節選內容:
»»

DataX安裝使用實現MySQL到MySQL數據同步


DataX安裝使用實現MySQL到MySQL數據同步

1.前置條件:

1.1jdk安裝

  • jdk安裝前往官網,這里我安裝jdk-8u261

  • 解壓

    sudo mkdir -p /opt/moudle
    sudo tar -zxvf jdk-8u261-linux-x64.tar.gz -C /opt/moudle/
    
    
  • 設置環境變量

    export JAVA_HOME=/opt/moudle/jdk1.8.0_261
    export JRE_HOME=${JAVA_HOME}/jre
    export CLASSPATH=.:${JAVA_HOME}/lib:${JRE_HOME}/lib
    export PATH=${JAVA_HOME}/bin:$PATH
    
  • 刷新配置

    source /etc/profile
    
  • 檢查java

    java -version
    
    # 出現下面安裝成功
    java version "1.8.0_261"
    Java(TM) SE Runtime Environment (build 1.8.0_261-b12)
    Java HotSpot(TM) 64-Bit Server VM (build 25.261-b12, mixed mode)
    

1.2python安裝

  • 略(官方推薦>=2.6.X)

1.3 Hadoop單機偽分布式安裝

2.安裝DataX

  • DataX是阿里巴巴的一個異構數據源離線同步工具,致力於實現包括關系型數據庫(MySQL、Oracle等)、HDFS、Hive、ODPS、HBase、FTP等各種異構數據源之間穩定高效的數據同步功能。

    !

  • 下載地址:http://datax-opensource.oss-cn-hangzhou.aliyuncs.com/datax.tar.gz

  • 解壓

    tar -zxvf datax.tar.gz -C /opt/software/
    
  • 運行自檢腳本

    cd /opt/software/datax/
    bin/datax.py job/job.json
    
  • 出現下面界面表示成功:

  • /opt/software/datax/job/job.json格式。
{
	"content":[
		{
			"reader":{
				"name":"streamreader",# 流式讀,根據DataX定義好的設置
				"parameter":{
					"column":[#把column里所有value讀到流當中
						{
							"type":"string",
							"value":"DataX"
						},
						{
							"type":"long",
							"value":19890604
						},
						{
							"type":"date",
							"value":"1989-06-04 00:00:00"
						},
						{
							"type":"bool",
							"value":true
						},
						{
							"type":"bytes",
							"value":"test"
						}
					],
					"sliceRecordCount":100000
				}
			},
			"writer":{
				"name":"streamwriter",# 流式寫,根據DataX定義好的設置
				"parameter":{
					"encoding":"UTF-8",
					"print":false#打印
				}
			}
		}
	],
	"setting":{
		"errorLimit":{# errorLimit錯誤限制
			"percentage":0.02,# 最大容忍錯誤限制百分比2%
			"record":0# 容忍錯誤記錄調試 0
		},
		"speed":{# 控制並發數:通過byte或channel控制,這里默認通過byte控制
			"byte":10485760#以 sliceRecordCount乘以byte,打印數據條數占用空間
		}
	}
}

3.基本使用

3.1從stream讀取數據並打印到控制台。

  • 首先查看官方json配置模版

    # 查看 streamreader --> streamwriter 模版
    python /opt/software/datax/bin/datax.py -r streamreader -w streamwriter
    # 模版如下:
    DataX (DATAX-OPENSOURCE-3.0), From Alibaba !

««

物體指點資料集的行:
»»

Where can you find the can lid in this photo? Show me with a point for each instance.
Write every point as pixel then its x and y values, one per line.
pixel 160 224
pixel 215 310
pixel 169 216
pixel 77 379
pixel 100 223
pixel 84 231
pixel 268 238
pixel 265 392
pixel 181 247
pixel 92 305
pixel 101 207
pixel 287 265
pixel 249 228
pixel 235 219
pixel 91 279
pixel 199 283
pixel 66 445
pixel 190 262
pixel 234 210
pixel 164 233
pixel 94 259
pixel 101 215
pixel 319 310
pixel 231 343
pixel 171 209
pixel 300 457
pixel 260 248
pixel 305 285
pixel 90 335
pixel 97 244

««

任務要求:
**a)** 請將節選中以「DataX是阿里巴巴」開頭的段落改寫得更簡短,並保留其主要事實。
**b)** 修改資料行:從資料行的第一行開始,到含有「pixel 287 265」的那一行結束(首尾皆含),把「can lid」換成「bottle cap」,其餘內容不變,只寫出這些行。
以上節選與資料行出自不同來源。

各題答案:
**a)** DataX是阿里巴巴的異構數據源離線同步工具,用於在MySQL、Oracle等關系型數據庫以及HDFS、Hive、ODPS、HBase、FTP等異構數據源之間穩定高效地同步數據。

**b)**
Where can you find the bottle cap in this photo? Show me with a point for each instance.
Write every point as pixel then its x and y values, one per line.
pixel 160 224
pixel 215 310
pixel 169 216
pixel 77 379
pixel 100 223
pixel 84 231
pixel 268 238
pixel 265 392
pixel 181 247
pixel 92 305
pixel 101 207
pixel 287 265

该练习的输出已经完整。